§ **Document text**
···

As explained in the Strategic Focus, NBC News, Nokia, and Standard Charter all
experienced failures because of poor top managers’ decisions. NBC News made poor
decisions in the way it managed its human capital, and because of this, it lost the confidence of its audience (loss of social capital). Nokia was overly conservative. Its top
executives made monumental mistakes. Standard Charter was losing the confidence of its
investors with very poor decisions (including perhaps some unethical ones).
12-4c Sustaining an Effective Organizational Culture
In Chapter 1, we defined organizational culture as the complex set of ideologies, symbols,
and core values that are shared throughout the firm and that influence how the firm
conducts business. Because organizational culture influences how the firm conducts its
business and helps regulate and control employees’ behavior, it can be a source of competitive advantage.108 Given that each firm’s culture is unique, it is possible that a vibrant
organizational culture is an increasingly important source of differentiation for firms to
emphasize when pursuing strategic competitiveness and above-average returns. Thus,
shaping the context within which the firm formulates and implements its strategies—that
is, shaping the organizational culture—is another key strategic leadership action.109
Entrepreneurial Mind-Set
Especially in large organizations, an organizational culture often encourages (or discourages) strategic leaders and those with whom they work from pursuing (or not pursuing)
entrepreneurial opportunities. (We define and discuss entrepreneurial opportunities in
Chapter 13.) This is the case in both for-profit and not-for-profit organizations.110 This
issue is important because entrepreneurial opportunities are a vital source of growth
and innovation.111 Therefore, a key action for strategic leaders to take is to encourage and
promote innovation by pursuing entrepreneurial opportunities.112
One way to encourage innovation is to invest in opportunities as real options—that
is, invest in an opportunity in order to provide the potential option of taking advantage
of the opportunity at some point in the future.113 For example, a firm might buy a piece of
land to have the option to build on it at some time in the future should the company need
more space and should that location increase in value to the company. Oil companies
acquire land leases with an option to drill for oil. Firms might enter strategic alliances
for similar reasons. In this instance, a firm might form an alliance to have the option of
acquiring the partner later or of building a stronger relationship with it (e.g., developing
a new joint venture).114
In Chapter 13, we describe how firms of all sizes use strategic entrepreneurship
to pursue entrepreneurial opportunities as a means of earning above-average returns.

···

§ **Exercise instructions**
• a. Name every organization that the strategic leadership excerpt above says failed because of poor decisions by its top managers.
• b. Extend the strategic leadership excerpt above with a few sentences that pick up after its final sentence.

§ **Recorded data**
···

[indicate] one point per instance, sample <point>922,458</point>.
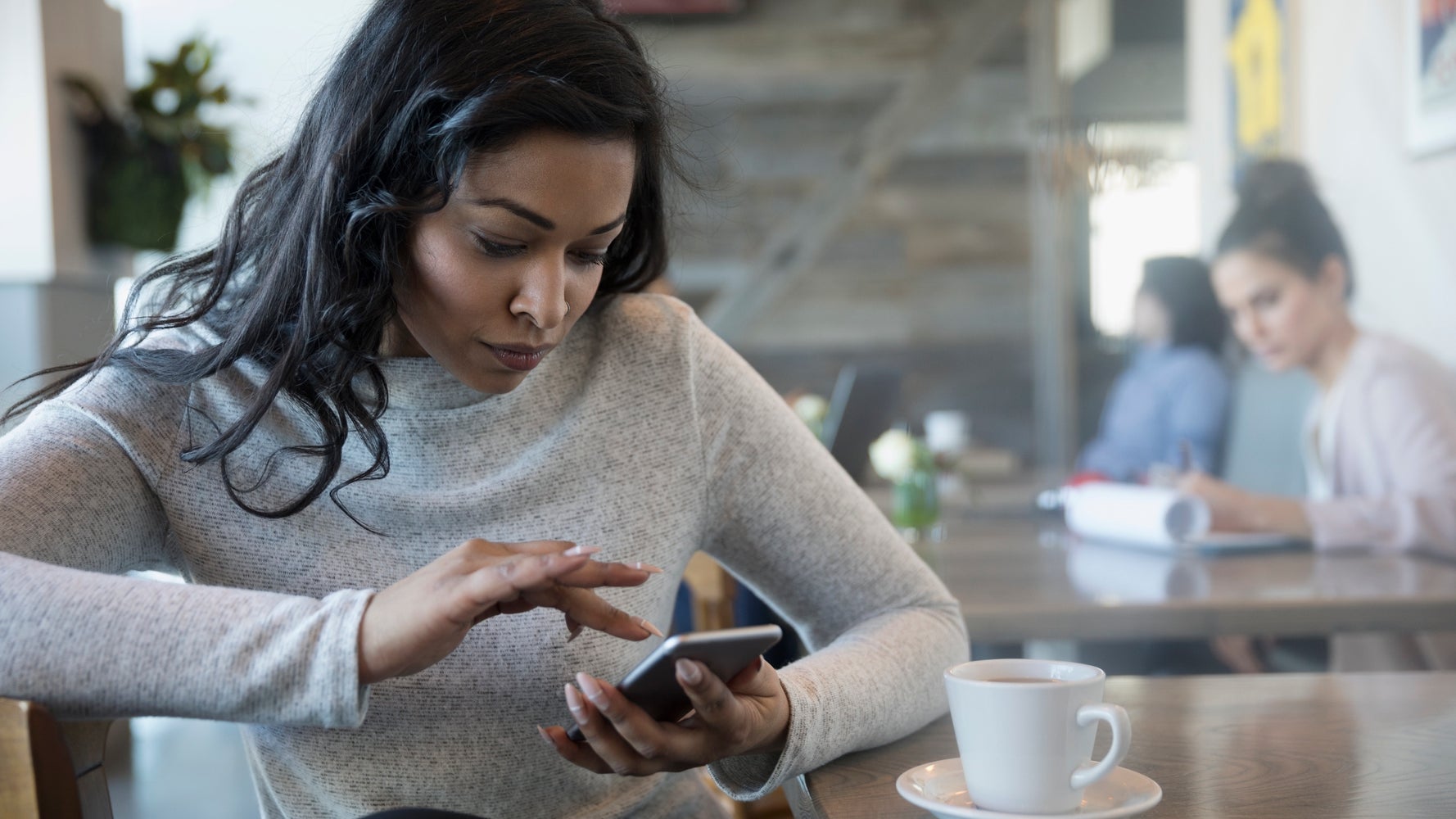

···

§ **Responses in order**
• a. NBC News, Nokia, and Standard Charter.

• b.
Companies are more likely to achieve the success they desire by using strategic entrepreneurship when their employees have an entrepreneurial mind-set.115
Five dimensions characterize a firm’s entrepreneurial mind-set: autonomy, innovativeness, risk taking, proactiveness, and competitive aggressiveness.116 In combination,
these dimensions influence the actions a firm takes to be innovative when using the
strategic management process.
Autonomy, the first of an entrepreneurial orientation’s five dimensions, allows employees to take actions that are free of organizational constraints and encourages them to do so.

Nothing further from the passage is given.